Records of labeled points
◇ ◇ ◇
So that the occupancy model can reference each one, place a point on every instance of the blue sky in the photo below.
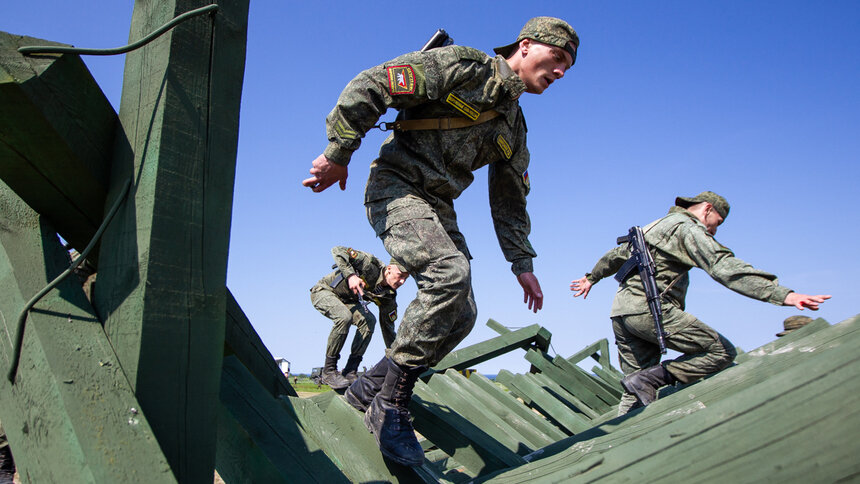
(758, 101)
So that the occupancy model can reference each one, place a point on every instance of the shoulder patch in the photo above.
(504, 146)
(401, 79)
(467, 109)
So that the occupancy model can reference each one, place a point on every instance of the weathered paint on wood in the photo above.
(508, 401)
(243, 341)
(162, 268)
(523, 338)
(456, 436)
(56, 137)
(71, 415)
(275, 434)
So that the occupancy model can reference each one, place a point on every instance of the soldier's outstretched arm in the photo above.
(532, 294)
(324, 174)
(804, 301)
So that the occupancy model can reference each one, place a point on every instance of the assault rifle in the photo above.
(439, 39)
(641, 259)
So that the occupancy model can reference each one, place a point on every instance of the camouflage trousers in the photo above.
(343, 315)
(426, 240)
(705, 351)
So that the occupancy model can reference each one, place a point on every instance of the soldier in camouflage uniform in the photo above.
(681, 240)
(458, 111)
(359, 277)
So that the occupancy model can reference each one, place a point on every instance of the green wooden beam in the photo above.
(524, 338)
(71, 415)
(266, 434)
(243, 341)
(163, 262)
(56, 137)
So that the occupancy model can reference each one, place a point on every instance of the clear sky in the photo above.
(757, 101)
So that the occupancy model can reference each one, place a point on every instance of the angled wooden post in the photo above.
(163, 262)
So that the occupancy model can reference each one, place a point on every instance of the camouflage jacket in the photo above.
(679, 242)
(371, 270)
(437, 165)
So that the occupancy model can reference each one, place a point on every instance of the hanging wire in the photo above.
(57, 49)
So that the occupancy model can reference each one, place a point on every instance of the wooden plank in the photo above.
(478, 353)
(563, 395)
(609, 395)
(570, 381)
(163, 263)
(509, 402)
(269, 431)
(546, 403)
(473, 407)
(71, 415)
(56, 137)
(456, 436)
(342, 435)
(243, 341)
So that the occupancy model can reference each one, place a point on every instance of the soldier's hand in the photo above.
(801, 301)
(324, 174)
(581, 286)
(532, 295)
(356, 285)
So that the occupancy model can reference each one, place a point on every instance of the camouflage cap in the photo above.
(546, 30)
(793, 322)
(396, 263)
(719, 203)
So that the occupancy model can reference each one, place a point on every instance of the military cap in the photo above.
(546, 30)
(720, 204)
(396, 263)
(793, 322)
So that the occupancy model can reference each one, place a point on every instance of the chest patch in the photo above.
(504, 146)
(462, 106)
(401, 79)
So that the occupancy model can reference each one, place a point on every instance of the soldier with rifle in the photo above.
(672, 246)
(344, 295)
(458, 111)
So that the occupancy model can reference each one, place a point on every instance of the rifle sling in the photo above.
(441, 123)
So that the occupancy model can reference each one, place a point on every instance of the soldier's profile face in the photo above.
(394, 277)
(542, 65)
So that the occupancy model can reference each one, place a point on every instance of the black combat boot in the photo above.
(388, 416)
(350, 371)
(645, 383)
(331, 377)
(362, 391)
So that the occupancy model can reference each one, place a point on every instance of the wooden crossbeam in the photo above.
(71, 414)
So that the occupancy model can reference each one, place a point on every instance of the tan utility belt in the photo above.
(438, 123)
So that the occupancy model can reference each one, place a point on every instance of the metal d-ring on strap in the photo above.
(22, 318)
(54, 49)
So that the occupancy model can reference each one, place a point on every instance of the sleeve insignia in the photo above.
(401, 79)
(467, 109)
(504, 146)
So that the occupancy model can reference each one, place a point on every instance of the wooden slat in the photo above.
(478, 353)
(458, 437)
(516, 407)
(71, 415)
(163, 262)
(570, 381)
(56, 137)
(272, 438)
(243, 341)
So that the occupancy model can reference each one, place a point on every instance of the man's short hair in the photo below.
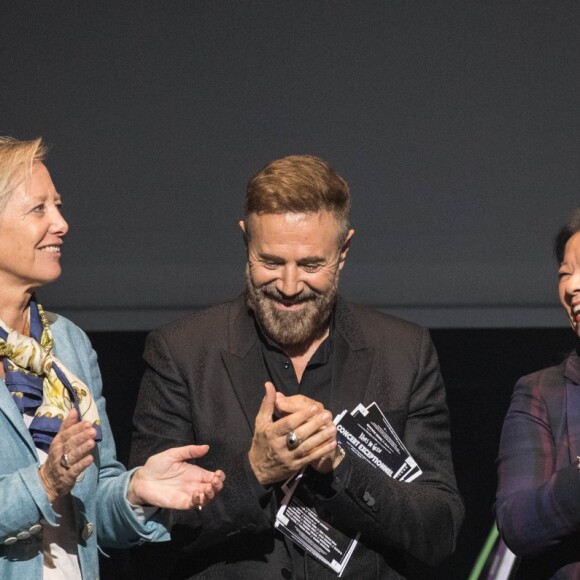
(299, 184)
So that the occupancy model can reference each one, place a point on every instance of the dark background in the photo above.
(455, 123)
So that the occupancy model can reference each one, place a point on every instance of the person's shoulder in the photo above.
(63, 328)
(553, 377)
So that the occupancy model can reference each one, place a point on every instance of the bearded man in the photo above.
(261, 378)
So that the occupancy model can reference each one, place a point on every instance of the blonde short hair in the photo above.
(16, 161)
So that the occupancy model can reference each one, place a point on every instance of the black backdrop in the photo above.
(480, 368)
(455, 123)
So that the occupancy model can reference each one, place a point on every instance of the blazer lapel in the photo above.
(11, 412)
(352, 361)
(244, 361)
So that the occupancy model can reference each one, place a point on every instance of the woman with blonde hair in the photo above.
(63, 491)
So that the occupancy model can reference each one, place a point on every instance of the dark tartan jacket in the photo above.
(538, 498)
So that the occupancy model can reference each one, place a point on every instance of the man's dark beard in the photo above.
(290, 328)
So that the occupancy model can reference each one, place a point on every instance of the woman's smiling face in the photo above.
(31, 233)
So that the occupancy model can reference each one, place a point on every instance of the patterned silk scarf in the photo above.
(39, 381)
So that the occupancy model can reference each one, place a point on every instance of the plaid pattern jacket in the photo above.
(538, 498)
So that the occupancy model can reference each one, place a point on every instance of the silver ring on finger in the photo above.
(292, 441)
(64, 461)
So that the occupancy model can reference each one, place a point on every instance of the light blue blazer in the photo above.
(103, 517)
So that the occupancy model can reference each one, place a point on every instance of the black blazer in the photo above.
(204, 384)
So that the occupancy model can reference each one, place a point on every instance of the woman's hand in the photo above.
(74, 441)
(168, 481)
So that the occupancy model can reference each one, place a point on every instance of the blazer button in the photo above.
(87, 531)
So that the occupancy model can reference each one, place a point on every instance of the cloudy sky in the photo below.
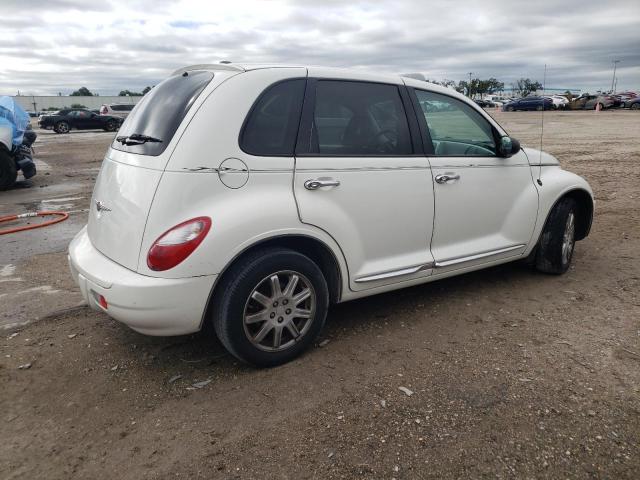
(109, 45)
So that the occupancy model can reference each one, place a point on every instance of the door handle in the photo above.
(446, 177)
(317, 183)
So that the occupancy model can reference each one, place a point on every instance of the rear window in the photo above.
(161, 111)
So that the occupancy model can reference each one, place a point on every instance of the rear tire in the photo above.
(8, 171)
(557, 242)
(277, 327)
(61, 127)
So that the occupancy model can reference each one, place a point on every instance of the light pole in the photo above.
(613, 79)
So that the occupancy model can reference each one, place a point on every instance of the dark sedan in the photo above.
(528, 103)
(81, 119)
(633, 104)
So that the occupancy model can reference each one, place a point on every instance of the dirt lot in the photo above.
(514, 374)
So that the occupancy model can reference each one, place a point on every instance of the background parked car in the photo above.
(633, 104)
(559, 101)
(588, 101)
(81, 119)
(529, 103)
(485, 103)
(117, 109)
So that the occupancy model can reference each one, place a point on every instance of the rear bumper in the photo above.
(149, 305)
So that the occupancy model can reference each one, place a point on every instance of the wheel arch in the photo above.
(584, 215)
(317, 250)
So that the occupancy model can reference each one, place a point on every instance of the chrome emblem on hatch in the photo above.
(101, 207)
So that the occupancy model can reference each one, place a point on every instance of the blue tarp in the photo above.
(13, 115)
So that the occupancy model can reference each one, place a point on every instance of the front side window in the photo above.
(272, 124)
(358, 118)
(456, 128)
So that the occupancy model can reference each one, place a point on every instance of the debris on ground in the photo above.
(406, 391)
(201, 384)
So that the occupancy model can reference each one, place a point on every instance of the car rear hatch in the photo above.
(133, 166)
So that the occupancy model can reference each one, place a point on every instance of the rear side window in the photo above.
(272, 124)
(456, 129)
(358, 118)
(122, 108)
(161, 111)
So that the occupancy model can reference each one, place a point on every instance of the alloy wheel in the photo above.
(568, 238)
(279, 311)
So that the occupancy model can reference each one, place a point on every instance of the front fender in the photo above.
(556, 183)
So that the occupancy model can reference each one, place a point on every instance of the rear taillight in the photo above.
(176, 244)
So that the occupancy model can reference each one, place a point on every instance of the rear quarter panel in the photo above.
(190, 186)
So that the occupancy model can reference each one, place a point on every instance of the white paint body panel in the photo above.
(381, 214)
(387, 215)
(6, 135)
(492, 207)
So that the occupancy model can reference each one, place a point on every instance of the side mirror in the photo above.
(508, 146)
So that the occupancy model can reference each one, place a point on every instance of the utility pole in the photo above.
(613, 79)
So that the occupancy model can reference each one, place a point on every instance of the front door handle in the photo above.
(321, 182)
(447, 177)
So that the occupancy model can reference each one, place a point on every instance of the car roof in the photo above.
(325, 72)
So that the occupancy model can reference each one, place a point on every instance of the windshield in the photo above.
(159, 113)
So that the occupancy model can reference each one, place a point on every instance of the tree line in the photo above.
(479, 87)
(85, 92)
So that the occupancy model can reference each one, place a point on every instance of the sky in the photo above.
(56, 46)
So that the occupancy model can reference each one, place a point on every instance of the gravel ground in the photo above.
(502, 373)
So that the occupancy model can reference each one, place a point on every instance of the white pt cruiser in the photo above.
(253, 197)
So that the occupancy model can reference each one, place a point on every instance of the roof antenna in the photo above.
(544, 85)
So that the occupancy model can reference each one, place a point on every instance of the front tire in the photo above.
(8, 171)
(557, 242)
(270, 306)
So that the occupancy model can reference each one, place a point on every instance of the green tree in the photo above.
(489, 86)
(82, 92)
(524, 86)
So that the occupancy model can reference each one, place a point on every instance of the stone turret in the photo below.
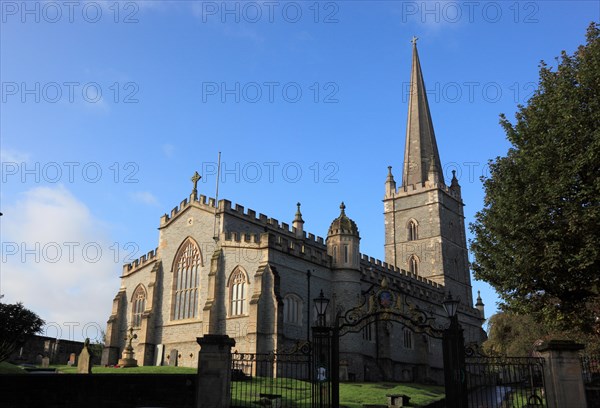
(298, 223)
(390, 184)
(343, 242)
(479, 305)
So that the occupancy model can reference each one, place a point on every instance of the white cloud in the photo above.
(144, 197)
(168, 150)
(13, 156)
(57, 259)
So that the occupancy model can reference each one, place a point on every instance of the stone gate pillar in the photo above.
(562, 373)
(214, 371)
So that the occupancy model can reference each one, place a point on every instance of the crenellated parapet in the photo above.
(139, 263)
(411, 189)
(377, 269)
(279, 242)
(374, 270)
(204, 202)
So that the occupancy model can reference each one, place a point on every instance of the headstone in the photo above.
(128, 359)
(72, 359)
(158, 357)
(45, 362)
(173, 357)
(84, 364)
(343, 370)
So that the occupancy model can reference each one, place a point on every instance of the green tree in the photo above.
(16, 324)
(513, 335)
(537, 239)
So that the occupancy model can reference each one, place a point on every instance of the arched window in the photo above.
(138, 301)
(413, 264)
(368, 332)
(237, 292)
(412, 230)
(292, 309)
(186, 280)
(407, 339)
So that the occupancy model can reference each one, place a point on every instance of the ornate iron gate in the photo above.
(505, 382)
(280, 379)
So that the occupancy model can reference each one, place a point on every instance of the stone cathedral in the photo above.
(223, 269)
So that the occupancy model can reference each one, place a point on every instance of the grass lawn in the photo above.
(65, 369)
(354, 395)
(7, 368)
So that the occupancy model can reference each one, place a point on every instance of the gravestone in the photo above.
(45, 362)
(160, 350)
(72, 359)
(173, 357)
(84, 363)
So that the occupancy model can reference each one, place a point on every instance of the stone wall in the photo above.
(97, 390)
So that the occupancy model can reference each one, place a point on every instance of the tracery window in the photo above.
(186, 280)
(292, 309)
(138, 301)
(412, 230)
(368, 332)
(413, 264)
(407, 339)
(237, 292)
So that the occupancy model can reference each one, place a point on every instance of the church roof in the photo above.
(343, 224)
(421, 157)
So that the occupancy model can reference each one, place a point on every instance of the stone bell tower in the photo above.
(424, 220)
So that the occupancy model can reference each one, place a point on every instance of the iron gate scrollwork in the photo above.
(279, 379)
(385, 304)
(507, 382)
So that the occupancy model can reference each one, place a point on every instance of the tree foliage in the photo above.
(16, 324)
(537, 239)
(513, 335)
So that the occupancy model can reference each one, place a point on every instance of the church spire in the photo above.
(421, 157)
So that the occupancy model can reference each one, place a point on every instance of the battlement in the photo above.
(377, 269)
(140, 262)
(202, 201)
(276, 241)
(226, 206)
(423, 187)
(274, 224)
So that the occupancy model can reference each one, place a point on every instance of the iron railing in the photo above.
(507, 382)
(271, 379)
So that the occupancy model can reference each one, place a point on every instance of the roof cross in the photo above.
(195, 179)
◇ ◇ ◇
## AIM
From the line holding "wall in the photo above." down to the final line above, quote every line exactly and only those lines.

## RESPONSE
So that the occupancy model can reference each one, place a point on every instance of the stone wall in the photo above.
(97, 390)
So that the occupancy model can reference each one, place a point on every instance of the tracery window in the photo above.
(186, 280)
(292, 309)
(138, 301)
(412, 230)
(368, 332)
(413, 264)
(407, 339)
(237, 292)
So that the occupancy model can reference each one, place a point on every instance of the church roof in the photo above.
(343, 224)
(421, 157)
So that the occupancy model can reference each one, place a point on every instance of the stone bell tower in the photo above.
(424, 220)
So that the occupancy model can reference each one, place a point on every instance of the iron gate scrollwork in the photo above.
(279, 379)
(385, 304)
(507, 382)
So that the occupancy model can reference each one, place a point on every instance of the tree foliage in the photo above.
(16, 324)
(537, 239)
(513, 335)
So that the occupancy model can reference each one, place a point on every instance of the church spire in the photo above.
(421, 157)
So that the occupancy model can reference each one, place a point on every instance of the battlement in the photo above.
(377, 269)
(140, 262)
(202, 201)
(276, 241)
(226, 206)
(423, 187)
(274, 224)
So that the occupancy model can reference each one, place a point on every instance of the iron railing in the photo above.
(507, 382)
(271, 379)
So that the occupancy model can reference each one, place a point on every instance of the roof cross in the photo above.
(195, 179)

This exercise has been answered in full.